## What to work on
Each record below should be output verbatim, without pictures.

## Dataset content
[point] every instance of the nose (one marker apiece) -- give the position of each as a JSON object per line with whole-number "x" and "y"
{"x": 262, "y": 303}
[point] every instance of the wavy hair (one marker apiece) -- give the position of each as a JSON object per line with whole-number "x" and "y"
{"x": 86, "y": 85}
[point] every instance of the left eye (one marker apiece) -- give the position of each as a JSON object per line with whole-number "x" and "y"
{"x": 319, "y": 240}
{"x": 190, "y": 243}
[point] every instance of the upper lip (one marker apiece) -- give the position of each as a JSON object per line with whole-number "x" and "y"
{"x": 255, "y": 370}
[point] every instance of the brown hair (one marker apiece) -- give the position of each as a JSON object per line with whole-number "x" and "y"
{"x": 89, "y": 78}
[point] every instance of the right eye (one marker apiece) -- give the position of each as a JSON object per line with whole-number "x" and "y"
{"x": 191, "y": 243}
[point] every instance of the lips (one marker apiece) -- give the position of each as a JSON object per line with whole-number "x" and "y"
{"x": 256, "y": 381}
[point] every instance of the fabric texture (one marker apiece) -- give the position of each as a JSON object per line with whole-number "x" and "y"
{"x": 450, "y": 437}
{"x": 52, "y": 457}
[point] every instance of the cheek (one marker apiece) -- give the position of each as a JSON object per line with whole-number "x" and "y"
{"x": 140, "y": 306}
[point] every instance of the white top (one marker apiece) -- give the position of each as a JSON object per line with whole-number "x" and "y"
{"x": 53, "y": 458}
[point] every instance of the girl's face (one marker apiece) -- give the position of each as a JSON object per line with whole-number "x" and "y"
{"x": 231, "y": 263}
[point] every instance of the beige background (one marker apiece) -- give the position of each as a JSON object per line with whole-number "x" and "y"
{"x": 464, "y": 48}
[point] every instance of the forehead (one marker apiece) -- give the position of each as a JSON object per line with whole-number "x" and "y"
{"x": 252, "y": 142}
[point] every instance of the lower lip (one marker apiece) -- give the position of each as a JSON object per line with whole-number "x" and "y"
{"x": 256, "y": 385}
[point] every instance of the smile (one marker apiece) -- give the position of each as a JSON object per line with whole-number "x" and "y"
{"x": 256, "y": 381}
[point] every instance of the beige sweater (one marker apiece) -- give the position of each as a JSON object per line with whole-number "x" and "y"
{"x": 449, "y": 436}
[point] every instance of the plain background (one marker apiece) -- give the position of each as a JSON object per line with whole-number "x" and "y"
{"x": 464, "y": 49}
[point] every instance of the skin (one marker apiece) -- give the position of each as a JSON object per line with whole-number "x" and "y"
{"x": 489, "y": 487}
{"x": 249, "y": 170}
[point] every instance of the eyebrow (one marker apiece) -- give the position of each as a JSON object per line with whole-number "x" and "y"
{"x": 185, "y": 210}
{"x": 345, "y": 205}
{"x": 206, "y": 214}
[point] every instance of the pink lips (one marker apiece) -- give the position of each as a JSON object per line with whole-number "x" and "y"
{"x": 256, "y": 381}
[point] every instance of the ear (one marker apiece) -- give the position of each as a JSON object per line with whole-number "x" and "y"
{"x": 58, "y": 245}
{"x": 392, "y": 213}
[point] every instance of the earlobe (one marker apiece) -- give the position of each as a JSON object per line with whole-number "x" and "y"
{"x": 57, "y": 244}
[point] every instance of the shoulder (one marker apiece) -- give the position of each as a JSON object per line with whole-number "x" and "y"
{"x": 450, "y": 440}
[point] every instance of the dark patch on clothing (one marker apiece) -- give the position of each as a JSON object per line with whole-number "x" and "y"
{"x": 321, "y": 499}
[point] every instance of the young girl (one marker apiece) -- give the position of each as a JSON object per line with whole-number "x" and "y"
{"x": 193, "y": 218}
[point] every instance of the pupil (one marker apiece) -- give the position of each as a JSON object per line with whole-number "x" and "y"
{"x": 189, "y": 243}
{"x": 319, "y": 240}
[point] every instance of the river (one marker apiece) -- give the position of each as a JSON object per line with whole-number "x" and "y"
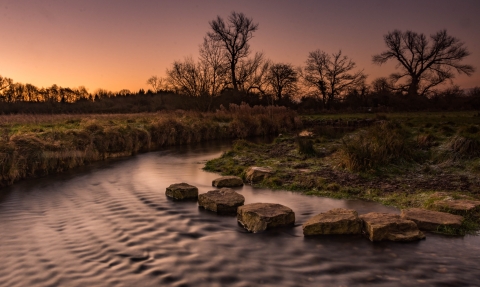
{"x": 110, "y": 224}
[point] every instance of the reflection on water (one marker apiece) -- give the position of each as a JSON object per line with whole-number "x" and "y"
{"x": 111, "y": 225}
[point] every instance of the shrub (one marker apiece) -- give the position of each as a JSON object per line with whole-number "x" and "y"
{"x": 464, "y": 146}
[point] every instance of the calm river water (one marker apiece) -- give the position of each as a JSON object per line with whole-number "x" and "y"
{"x": 110, "y": 224}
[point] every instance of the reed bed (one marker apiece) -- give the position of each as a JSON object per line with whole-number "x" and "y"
{"x": 37, "y": 145}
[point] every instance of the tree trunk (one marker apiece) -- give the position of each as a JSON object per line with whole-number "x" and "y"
{"x": 413, "y": 88}
{"x": 234, "y": 78}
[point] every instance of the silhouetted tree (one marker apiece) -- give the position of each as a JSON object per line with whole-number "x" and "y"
{"x": 234, "y": 36}
{"x": 425, "y": 63}
{"x": 330, "y": 75}
{"x": 251, "y": 74}
{"x": 156, "y": 83}
{"x": 186, "y": 77}
{"x": 282, "y": 79}
{"x": 5, "y": 83}
{"x": 214, "y": 66}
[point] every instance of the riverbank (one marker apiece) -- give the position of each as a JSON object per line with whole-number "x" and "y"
{"x": 403, "y": 160}
{"x": 37, "y": 145}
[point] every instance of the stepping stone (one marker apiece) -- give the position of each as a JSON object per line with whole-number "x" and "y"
{"x": 182, "y": 191}
{"x": 431, "y": 220}
{"x": 227, "y": 181}
{"x": 257, "y": 174}
{"x": 223, "y": 201}
{"x": 459, "y": 206}
{"x": 387, "y": 226}
{"x": 335, "y": 221}
{"x": 257, "y": 217}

## Output for this exercise
[point] every instance of the nose (one marker apiece) -- give the position of each as a JSON object per line with whole-number "x" and "y"
{"x": 262, "y": 303}
[point] every instance of the wavy hair (one marker apiece) -- give the position of each as a JSON object per line with whole-number "x" and "y"
{"x": 86, "y": 85}
[point] every instance of the left eye (one marker apiece) -- give the position of each as a JSON object per line with whole-number "x" and "y"
{"x": 319, "y": 240}
{"x": 190, "y": 243}
[point] every instance of the upper lip (one marker apiece) -- give the position of each as a JSON object per line with whole-number "x" and "y"
{"x": 255, "y": 370}
[point] every instance of the brown hair (one marker apiece) -- give the position of each as a JSON object per line with whole-number "x" and "y"
{"x": 89, "y": 78}
[point] every instance of the right eye (one marker apiece) -- give the position of each as a JSON object per line with whole-number "x" and "y"
{"x": 191, "y": 243}
[point] every instance of the lips (one marker apiece) -- give the position of each as a JSON object per line with whole-number "x" and "y"
{"x": 256, "y": 381}
[point] every instance of the fabric texture (one marker apiece) -- give the position of each as a JSON object per line with whole-number "x" and "y"
{"x": 450, "y": 437}
{"x": 52, "y": 457}
[point] every instance of the cheek (one marker apiece) -- give the position of each as a JSON object per line with whole-number "x" and "y"
{"x": 140, "y": 306}
[point] every instance of the white top (one marker apiece) -- give the position of each as a JSON object per line with whole-number "x" and "y"
{"x": 53, "y": 458}
[point] every instance of the girl's face (one marker apiece) -- give the position of each as a JSON object per line with whole-number "x" and "y"
{"x": 231, "y": 263}
[point] every instance of the beige background (one marker apiece) -- give the position of each as a JSON object per line with whole-number "x" and "y"
{"x": 464, "y": 48}
[point] every instance of the forehead (one marker apiece) -- give the position of each as a JSON object per line with whole-number "x" and "y"
{"x": 252, "y": 142}
[point] every instance of the lower lip (one marker apiece) -- give the position of each as a JSON object per line with whole-number "x" and "y"
{"x": 256, "y": 385}
[point] every instance of the smile (one marker apiece) -- give the position of each as a JSON object per line with whole-number "x" and "y"
{"x": 256, "y": 381}
[point] every instance of the beige sweater (one marker apiece) -- give the position of each as a JSON object per line with whole-number "x" and "y"
{"x": 449, "y": 436}
[point] every instance of the plain background (one marker apiece) -- give the position of each as a JSON object per line with whole-number "x" and "y"
{"x": 464, "y": 49}
[point] every instance of the skin (one marker apiece) -- give the position of each as a JSON object per line with whole-number "x" and "y"
{"x": 489, "y": 487}
{"x": 249, "y": 170}
[point] every instance of the eyebrow (one marker apiece) -- give the position of each as a JSON object per line with whole-number "x" and "y"
{"x": 185, "y": 210}
{"x": 345, "y": 205}
{"x": 206, "y": 214}
[point] every instance of the pink lips (one marker apiece) -- give the position of each as a JSON object per line with whole-number "x" and "y"
{"x": 256, "y": 381}
[point] every instance of the ear (one marker apiece) -- give the position of each as a JSON object per line with whole-number "x" and "y"
{"x": 58, "y": 245}
{"x": 392, "y": 213}
[point] every instance of the earlobe (one marker apiece) -- give the position of each as a JSON object per line with whole-number "x" and "y"
{"x": 57, "y": 244}
[point] every instance of the shoulder (one marker apiece) -- give the position of each as a JSON object per line with whole-number "x" and "y"
{"x": 450, "y": 440}
[point] every instance of the dark patch on clothing (one marker apiece) -- give the position of each as a JSON object per line with whole-number "x" and "y"
{"x": 321, "y": 499}
[point] every instance of the young girl (one marker apiece) -- give the position of each as a JSON object per line with whole-number "x" and "y"
{"x": 193, "y": 218}
[point] every instance of the pupil (one marker apiece) -- give the position of each as a JSON object per line with whole-number "x" and "y"
{"x": 189, "y": 243}
{"x": 319, "y": 240}
[point] every instance of the river (one marker apiece) -- give the position of each as a JSON object per line with whole-number "x" and "y"
{"x": 110, "y": 224}
[point] every instance of the reflection on water (one marker apiece) -- give the position of each as a JSON object per line with whole-number "x" and "y"
{"x": 111, "y": 225}
[point] every instance of the shrub (one marker apiece) -- give the position of each as a JSON object per line with whole-number "x" and "y"
{"x": 464, "y": 146}
[point] every instance of the calm river water (one marker apiece) -- give the position of each as a JSON object per line with whole-number "x" and "y"
{"x": 110, "y": 224}
[point] every instance of the reed bed (one marker apiece) -- give the position of each as a JSON object per line with whole-number "x" and "y"
{"x": 37, "y": 145}
[point] every instance of the tree trunk (one marker apiece) -- give the position of each as a JSON object per line with whole-number "x" and "y"
{"x": 413, "y": 88}
{"x": 234, "y": 78}
[point] every instance of the silhouetted tree (one marker apiece) -- give the position of each as a JSON object per line with whole-number "x" and "y"
{"x": 234, "y": 36}
{"x": 425, "y": 63}
{"x": 330, "y": 75}
{"x": 251, "y": 74}
{"x": 156, "y": 83}
{"x": 186, "y": 77}
{"x": 282, "y": 79}
{"x": 5, "y": 83}
{"x": 214, "y": 66}
[point] every instance of the riverbank (one marker apiece) -- give the position of each as a JSON object per line with whole-number "x" and "y"
{"x": 403, "y": 160}
{"x": 37, "y": 145}
[point] every instance of the stepping stone (one marker apiece) -- give the position of each as a JSON object per line with whole-number "x" and "y"
{"x": 182, "y": 191}
{"x": 431, "y": 220}
{"x": 227, "y": 181}
{"x": 257, "y": 174}
{"x": 223, "y": 201}
{"x": 459, "y": 206}
{"x": 387, "y": 226}
{"x": 335, "y": 221}
{"x": 257, "y": 217}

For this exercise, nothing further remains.